Data extracts:
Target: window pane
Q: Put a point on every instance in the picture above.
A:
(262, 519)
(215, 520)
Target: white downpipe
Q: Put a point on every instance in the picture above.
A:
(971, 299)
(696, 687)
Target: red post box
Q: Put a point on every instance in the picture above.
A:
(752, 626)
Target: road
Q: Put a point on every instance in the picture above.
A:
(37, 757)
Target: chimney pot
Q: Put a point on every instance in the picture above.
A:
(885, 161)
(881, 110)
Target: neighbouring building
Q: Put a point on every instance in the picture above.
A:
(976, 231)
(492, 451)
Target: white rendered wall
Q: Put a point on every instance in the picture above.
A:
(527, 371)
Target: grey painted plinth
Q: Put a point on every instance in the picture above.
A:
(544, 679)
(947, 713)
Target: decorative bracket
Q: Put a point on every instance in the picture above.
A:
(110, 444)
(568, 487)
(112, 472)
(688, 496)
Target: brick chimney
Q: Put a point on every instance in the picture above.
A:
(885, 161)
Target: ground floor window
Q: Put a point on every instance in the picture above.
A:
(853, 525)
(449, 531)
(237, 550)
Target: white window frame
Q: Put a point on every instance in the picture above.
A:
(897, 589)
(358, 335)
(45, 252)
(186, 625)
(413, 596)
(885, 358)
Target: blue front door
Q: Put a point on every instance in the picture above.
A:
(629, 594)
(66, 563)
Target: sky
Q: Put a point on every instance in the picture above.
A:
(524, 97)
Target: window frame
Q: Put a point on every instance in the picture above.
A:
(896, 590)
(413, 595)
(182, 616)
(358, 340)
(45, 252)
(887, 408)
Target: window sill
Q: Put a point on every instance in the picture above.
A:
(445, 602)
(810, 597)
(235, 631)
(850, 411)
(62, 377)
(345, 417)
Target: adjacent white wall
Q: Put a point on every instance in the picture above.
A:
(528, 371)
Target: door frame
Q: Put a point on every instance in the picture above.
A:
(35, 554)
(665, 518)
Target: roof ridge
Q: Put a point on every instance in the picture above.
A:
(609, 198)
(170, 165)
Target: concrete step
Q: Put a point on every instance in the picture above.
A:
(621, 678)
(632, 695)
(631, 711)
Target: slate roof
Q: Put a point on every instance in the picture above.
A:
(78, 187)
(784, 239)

What needs to be done: Return the lines of the records that include the string "white".

Written reply:
Target: white downpipe
Target: white rendered wall
Target: white window frame
Target: adjacent white wall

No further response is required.